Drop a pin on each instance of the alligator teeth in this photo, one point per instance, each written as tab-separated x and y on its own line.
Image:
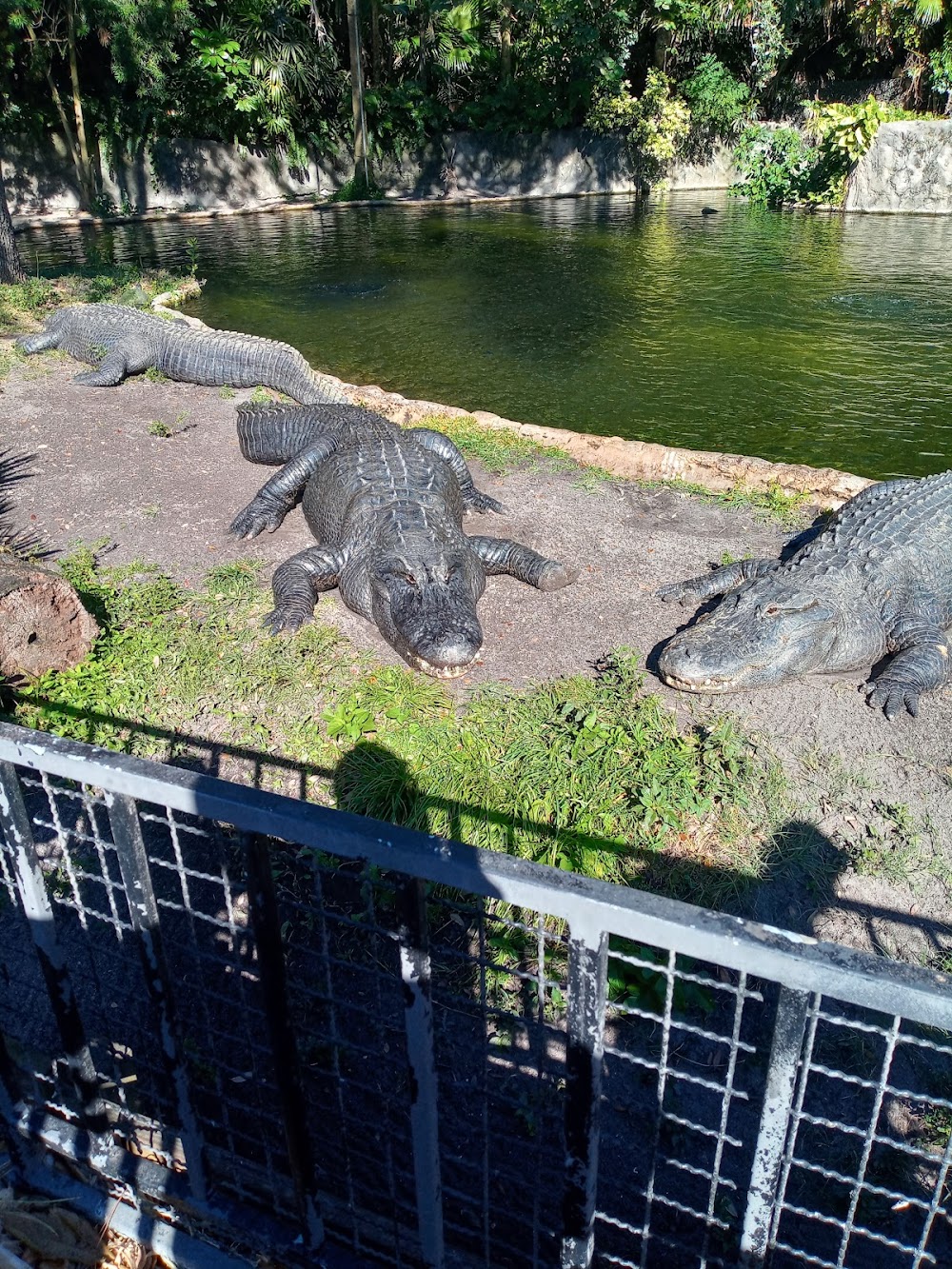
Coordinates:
442	671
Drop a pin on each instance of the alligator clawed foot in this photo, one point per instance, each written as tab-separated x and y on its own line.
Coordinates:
555	576
285	620
893	698
254	519
676	591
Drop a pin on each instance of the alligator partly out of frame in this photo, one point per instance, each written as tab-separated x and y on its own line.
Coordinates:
387	506
878	580
118	340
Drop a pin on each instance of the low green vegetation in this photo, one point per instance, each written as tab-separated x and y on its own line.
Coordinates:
499	449
592	774
23	306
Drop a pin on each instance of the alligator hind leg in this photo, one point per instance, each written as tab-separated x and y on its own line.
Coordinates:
296	585
474	499
501	555
273	500
110	370
923	666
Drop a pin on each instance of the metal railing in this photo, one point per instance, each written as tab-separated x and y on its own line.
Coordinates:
249	1024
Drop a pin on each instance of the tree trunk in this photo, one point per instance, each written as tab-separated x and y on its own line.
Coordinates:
376	45
362	174
664	38
506	45
83	174
44	625
10	264
88	183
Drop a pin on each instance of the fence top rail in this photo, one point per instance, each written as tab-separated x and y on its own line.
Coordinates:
589	906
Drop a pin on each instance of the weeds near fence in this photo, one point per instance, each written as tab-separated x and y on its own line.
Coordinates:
588	773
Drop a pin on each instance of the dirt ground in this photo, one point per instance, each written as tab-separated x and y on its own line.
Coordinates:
875	799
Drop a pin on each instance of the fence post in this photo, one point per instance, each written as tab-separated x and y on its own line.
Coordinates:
15	823
266	922
144	915
788	1028
418	1014
588	986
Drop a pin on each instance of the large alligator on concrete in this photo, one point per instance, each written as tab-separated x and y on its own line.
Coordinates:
387	506
118	340
878	580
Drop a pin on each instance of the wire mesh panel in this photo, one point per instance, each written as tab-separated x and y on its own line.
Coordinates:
292	1031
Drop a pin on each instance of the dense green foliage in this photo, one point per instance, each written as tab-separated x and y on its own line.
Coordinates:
114	75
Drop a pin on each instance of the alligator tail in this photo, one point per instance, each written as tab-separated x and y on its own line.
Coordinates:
274	434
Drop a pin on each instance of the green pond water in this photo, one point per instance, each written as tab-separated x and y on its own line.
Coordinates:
817	339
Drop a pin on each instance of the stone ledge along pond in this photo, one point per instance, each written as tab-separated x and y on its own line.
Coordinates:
800	338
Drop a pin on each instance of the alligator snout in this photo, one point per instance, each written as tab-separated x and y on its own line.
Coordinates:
449	654
684	666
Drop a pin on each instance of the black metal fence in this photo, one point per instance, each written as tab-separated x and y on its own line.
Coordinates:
247	1025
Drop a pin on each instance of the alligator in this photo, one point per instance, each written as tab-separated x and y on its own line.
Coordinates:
118	340
387	506
876	580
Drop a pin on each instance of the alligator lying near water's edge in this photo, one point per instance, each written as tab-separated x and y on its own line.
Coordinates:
387	506
118	340
878	580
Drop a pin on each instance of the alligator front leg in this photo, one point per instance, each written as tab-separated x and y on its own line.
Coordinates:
129	357
297	583
718	583
923	666
474	499
501	555
273	500
38	343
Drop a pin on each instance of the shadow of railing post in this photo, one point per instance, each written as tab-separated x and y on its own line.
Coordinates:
15	826
585	1025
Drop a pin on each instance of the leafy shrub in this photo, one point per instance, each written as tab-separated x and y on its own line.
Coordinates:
654	125
718	100
775	164
783	165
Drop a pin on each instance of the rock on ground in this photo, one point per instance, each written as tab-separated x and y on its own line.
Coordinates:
875	819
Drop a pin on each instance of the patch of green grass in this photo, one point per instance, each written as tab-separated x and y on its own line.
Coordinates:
499	449
589	774
890	844
158	427
25	305
586	774
790	510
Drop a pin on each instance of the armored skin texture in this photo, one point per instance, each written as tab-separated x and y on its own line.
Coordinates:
387	506
876	582
117	342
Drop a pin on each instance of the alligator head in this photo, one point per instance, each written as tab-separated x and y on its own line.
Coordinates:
423	602
764	633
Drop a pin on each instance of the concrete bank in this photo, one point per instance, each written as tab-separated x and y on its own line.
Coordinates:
205	176
643	460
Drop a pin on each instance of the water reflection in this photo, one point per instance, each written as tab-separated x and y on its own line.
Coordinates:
819	339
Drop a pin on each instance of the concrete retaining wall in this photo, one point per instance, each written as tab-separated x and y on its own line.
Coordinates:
208	176
906	169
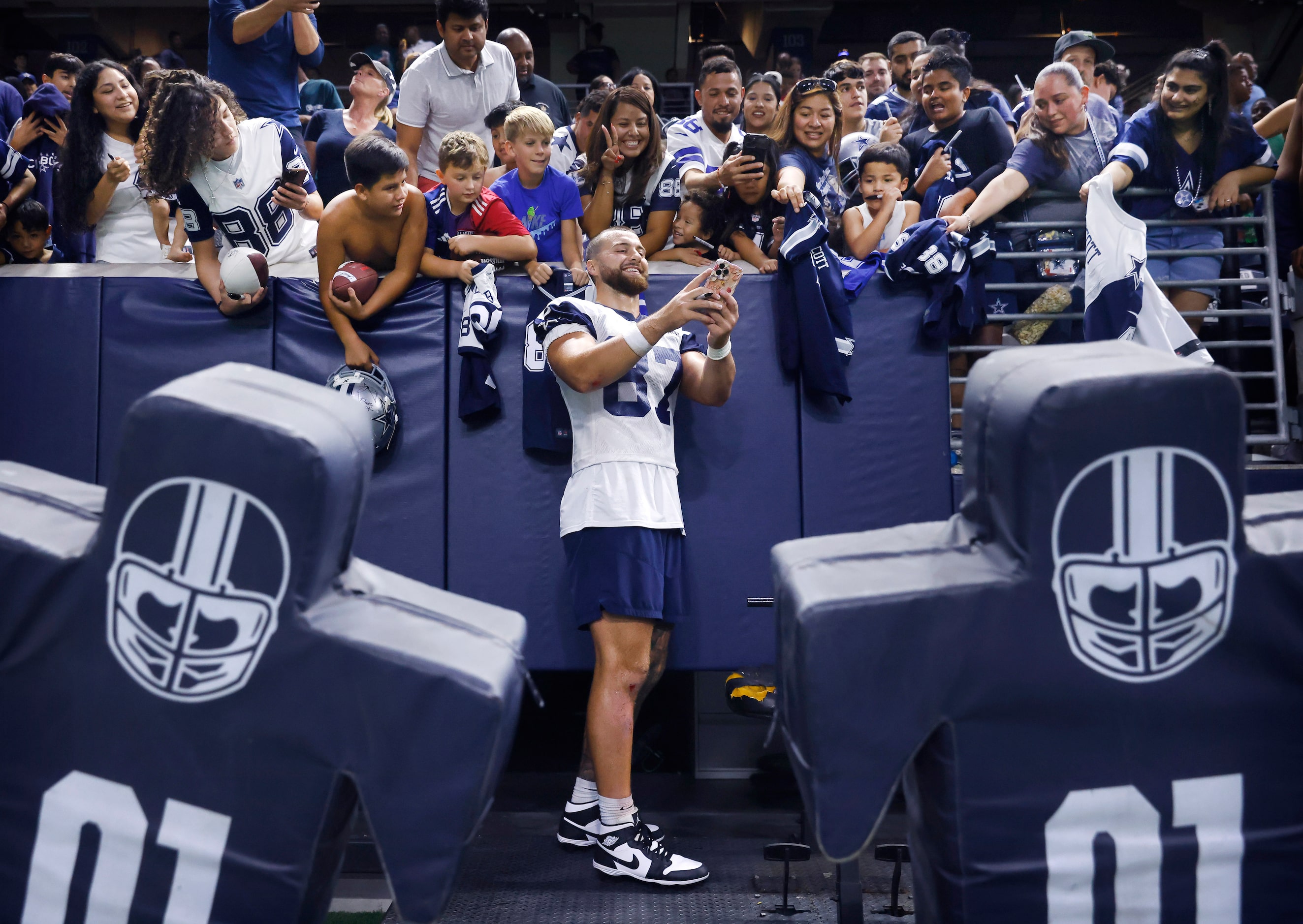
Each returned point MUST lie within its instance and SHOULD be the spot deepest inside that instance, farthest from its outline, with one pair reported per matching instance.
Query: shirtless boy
(381, 222)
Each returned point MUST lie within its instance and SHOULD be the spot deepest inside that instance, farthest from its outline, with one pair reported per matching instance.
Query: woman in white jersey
(227, 174)
(98, 179)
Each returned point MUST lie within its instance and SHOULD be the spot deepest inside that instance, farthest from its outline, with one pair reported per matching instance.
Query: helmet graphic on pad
(1144, 562)
(198, 574)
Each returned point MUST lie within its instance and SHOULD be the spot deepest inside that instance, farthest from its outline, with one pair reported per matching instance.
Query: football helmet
(375, 391)
(198, 574)
(1144, 562)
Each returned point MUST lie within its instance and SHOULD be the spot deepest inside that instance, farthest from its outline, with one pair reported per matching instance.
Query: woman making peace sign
(630, 180)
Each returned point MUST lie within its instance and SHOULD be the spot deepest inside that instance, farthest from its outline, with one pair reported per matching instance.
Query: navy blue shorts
(629, 571)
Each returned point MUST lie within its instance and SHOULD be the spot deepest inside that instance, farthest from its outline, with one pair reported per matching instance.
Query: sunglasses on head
(815, 85)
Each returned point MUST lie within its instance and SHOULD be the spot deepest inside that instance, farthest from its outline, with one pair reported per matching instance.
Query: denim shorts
(1175, 269)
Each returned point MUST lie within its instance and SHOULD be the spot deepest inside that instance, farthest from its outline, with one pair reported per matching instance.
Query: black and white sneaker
(580, 824)
(630, 851)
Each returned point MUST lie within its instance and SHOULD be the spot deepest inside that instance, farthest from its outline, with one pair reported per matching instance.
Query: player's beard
(625, 283)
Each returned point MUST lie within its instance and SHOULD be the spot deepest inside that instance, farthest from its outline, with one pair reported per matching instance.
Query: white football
(244, 272)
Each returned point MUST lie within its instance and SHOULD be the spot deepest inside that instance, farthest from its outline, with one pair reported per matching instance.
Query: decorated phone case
(724, 278)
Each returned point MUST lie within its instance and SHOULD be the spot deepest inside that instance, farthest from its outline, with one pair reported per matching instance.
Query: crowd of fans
(93, 171)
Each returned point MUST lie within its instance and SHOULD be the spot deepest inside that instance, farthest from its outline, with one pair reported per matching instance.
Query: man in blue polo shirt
(257, 50)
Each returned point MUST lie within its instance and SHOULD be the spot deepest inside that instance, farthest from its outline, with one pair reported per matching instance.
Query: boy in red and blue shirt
(467, 220)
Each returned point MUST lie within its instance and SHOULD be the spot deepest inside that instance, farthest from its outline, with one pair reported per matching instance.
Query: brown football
(357, 277)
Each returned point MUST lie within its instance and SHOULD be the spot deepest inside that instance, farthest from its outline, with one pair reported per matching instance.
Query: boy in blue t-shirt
(27, 236)
(544, 198)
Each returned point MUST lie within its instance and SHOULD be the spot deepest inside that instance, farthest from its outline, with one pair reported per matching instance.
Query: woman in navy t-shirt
(331, 131)
(630, 180)
(1065, 148)
(807, 131)
(1190, 143)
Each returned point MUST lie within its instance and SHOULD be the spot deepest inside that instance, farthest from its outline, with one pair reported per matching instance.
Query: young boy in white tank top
(879, 220)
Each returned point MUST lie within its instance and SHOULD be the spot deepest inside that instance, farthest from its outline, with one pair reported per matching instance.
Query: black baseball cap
(1103, 50)
(361, 58)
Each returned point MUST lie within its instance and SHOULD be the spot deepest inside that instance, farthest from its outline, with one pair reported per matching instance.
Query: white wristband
(637, 343)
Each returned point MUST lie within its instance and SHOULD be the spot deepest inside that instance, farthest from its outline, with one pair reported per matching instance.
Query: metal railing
(1225, 351)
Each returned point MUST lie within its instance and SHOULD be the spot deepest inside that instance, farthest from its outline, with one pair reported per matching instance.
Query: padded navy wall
(884, 458)
(154, 330)
(402, 524)
(50, 343)
(768, 467)
(739, 485)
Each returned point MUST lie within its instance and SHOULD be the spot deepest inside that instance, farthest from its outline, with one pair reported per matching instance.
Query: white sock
(584, 792)
(615, 812)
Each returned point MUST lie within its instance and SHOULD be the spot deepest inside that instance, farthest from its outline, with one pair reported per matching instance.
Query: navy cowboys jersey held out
(623, 471)
(1090, 679)
(236, 197)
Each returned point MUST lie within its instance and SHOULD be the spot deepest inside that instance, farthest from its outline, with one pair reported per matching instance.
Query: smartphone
(293, 175)
(756, 145)
(724, 278)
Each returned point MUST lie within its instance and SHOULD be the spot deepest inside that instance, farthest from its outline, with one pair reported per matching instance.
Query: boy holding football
(464, 219)
(382, 223)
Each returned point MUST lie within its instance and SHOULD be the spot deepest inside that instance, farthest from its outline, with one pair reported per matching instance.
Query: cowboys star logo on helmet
(1144, 562)
(198, 574)
(373, 390)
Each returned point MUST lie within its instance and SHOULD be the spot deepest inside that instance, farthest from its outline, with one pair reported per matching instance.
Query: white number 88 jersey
(235, 197)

━━━━━━━━━━

(WHAT YOU NEED TO DO):
When the string "near" appears in a line of the records above, that line is to be copied.

(EXERCISE OUTPUT):
Drop a pin on each instance of the weeds near fence in this photo, one point per instance, each written as tab-separated x and y on its own line.
Drop a pin on each instance of the alligator lying near water's edge in this photo, one point per instance, each written as tab-separated x and y on its own line.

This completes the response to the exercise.